**WHAT IS ASKED:** Write out the material exactly. Do not include the pictures.

■ ■ ■ ■

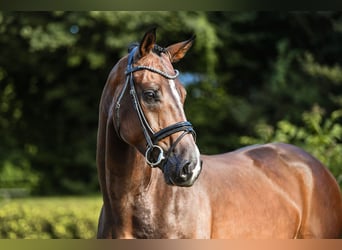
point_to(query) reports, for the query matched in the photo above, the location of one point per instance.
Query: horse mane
(156, 49)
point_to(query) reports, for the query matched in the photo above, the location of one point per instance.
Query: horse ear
(147, 43)
(177, 51)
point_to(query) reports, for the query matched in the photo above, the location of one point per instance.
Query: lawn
(49, 217)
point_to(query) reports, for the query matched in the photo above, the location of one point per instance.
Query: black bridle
(152, 138)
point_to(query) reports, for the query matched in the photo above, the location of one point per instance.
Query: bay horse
(155, 183)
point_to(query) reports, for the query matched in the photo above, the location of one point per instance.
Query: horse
(156, 184)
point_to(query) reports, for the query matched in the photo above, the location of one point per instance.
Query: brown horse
(153, 181)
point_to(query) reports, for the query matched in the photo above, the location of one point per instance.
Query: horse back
(277, 181)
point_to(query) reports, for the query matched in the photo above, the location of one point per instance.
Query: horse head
(153, 119)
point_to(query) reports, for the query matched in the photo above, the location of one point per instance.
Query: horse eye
(149, 95)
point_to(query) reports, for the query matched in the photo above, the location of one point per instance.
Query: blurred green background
(251, 77)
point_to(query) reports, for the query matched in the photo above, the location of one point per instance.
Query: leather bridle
(152, 138)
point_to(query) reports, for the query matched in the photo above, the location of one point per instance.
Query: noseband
(152, 138)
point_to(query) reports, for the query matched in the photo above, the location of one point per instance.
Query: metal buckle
(148, 155)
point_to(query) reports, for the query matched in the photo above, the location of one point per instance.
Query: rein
(152, 138)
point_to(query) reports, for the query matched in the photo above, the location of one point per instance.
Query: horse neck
(126, 167)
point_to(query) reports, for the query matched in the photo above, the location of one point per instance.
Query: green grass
(49, 217)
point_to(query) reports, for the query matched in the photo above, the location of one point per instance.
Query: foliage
(319, 135)
(246, 69)
(49, 218)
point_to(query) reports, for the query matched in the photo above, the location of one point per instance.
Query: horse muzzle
(181, 173)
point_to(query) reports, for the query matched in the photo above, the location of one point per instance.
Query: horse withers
(155, 183)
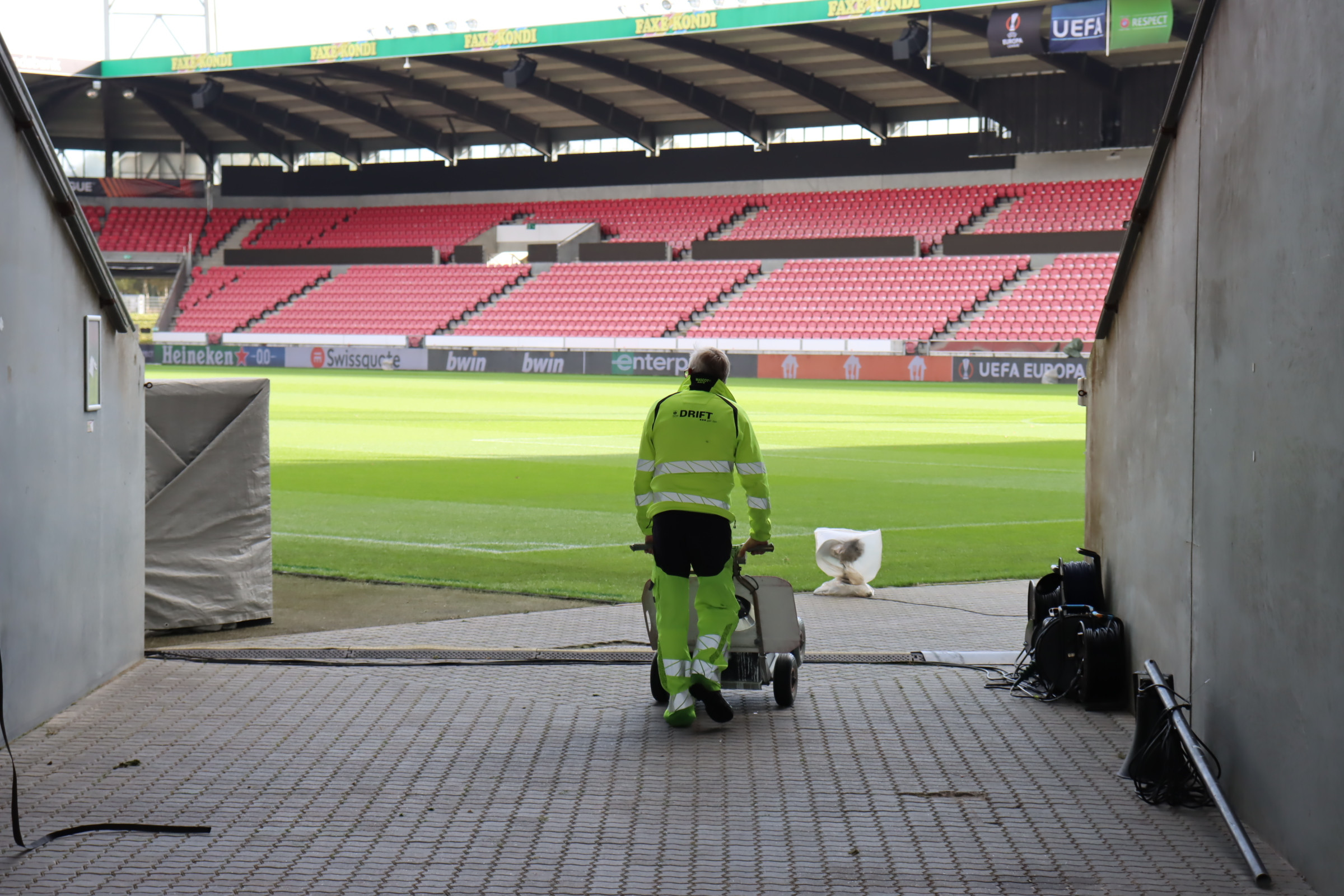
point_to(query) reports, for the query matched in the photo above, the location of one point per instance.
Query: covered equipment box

■ ■ ■ ■

**FULL SOLUTION:**
point_to(query) reports, for the query matched in the photo above, the location of one point per instance.
Query: horse mane
(156, 49)
point_to(query) reports, for the query matched in the photo above, the location of one point per instance.
Query: horse ear
(147, 43)
(177, 51)
point_to(query) reports, for the query matched in the photo above, the location of one point per instance.
Query: lawn
(49, 217)
point_to(query) reports, for the query matched in the photo above, the location of one point per instance.
Query: black bridle
(152, 138)
point_to(query) reports, for the query matched in the photo above, the location of one point per instance.
Query: bay horse
(155, 183)
point_to(query) reports, for the query matched in the photo above, the location of one point per instance.
Query: horse
(156, 184)
point_to(query) reports, for the query matched in the photo above, the location of one point per instance.
Query: brown horse
(153, 181)
point_to(query) reports, for the query matched in the photo above, the location of one point per instance.
Query: horse back
(277, 181)
point_to(query) reports, for the query matched in the photo above, the location of one point per instance.
Query: horse head
(153, 119)
point_to(query) reports, for the query matched in the photo above, the location of one point per instance.
Query: horse eye
(149, 95)
point_to(query) reports, for the query matched in the photo above, the location of one point per instance.
Query: blurred green background
(251, 77)
point_to(query) reports, for the query matched in the photo above, the location of one point per instance.
Query: leather bridle
(152, 138)
point_to(query) reports, for the query matched in the photo above, the location of one point per instance.
Query: noseband
(152, 138)
point_to(query) reports, for the query matched in the photo above, the location of one point per instance.
Query: metal buckle
(148, 155)
point_to(query) reports, for the query matched in the photo above, the location of one point per instance.
Query: rein
(152, 138)
point_to(query) reports, for the query matched in the photo above, the location of one point per instance.
Query: horse neck
(126, 167)
point_to(query) reports, for the query matched in the photo above, the location of one point per instance.
Query: green grass
(49, 217)
point_to(query) reports, for the query matched in the photo above, the location of one point per instance.
Query: foliage
(319, 135)
(246, 69)
(49, 218)
point_to(query) reports, for the query matched in the photo above, the location of one point per instance.
Query: horse muzzle
(181, 173)
point_to(query) reports, for the query matched in the photo above, the location of one point per instance.
Query: horse withers
(155, 183)
point_to(query) reports, for the query matched in the photo above, the location of one point per instance.
Query: covered equipment box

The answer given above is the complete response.